--- START OF SOURCE DATA ---

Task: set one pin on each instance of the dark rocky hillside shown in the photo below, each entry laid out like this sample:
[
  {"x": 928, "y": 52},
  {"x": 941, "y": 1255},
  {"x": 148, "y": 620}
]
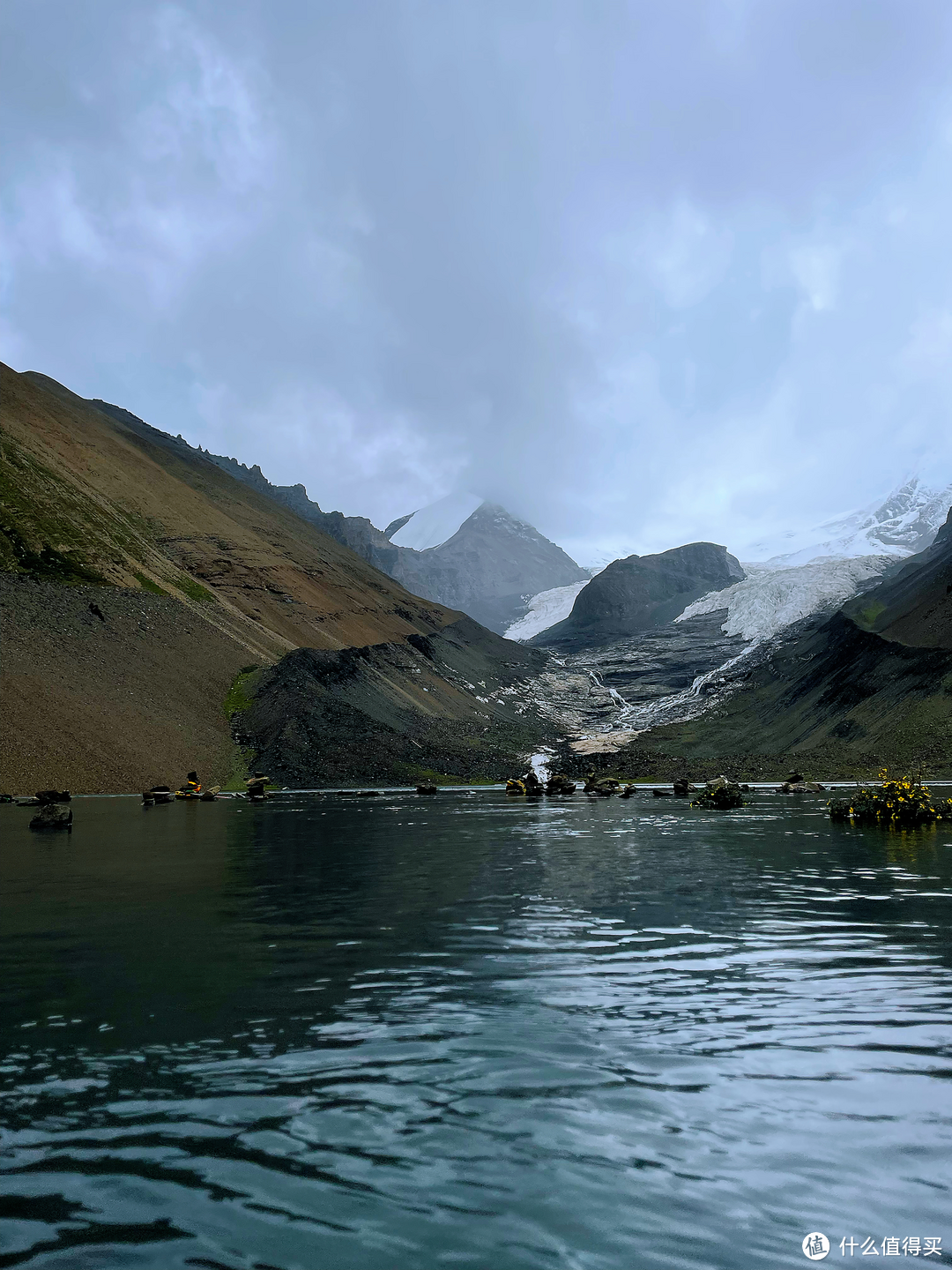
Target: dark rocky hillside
[
  {"x": 871, "y": 684},
  {"x": 397, "y": 713},
  {"x": 640, "y": 592},
  {"x": 489, "y": 568}
]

--- END OF SOURCE DATA ---

| PROBLEM TO WORK ON |
Using the records above, output their complete text exactly, minus any images.

| SOLUTION FOR THIS PROBLEM |
Task: set one pin on each instance of the dark rocky hillside shown in the photo below, each entry laid out like this sample:
[
  {"x": 928, "y": 52},
  {"x": 941, "y": 1255},
  {"x": 148, "y": 620}
]
Target: dark rocky hillside
[
  {"x": 871, "y": 684},
  {"x": 397, "y": 713},
  {"x": 640, "y": 592},
  {"x": 489, "y": 568}
]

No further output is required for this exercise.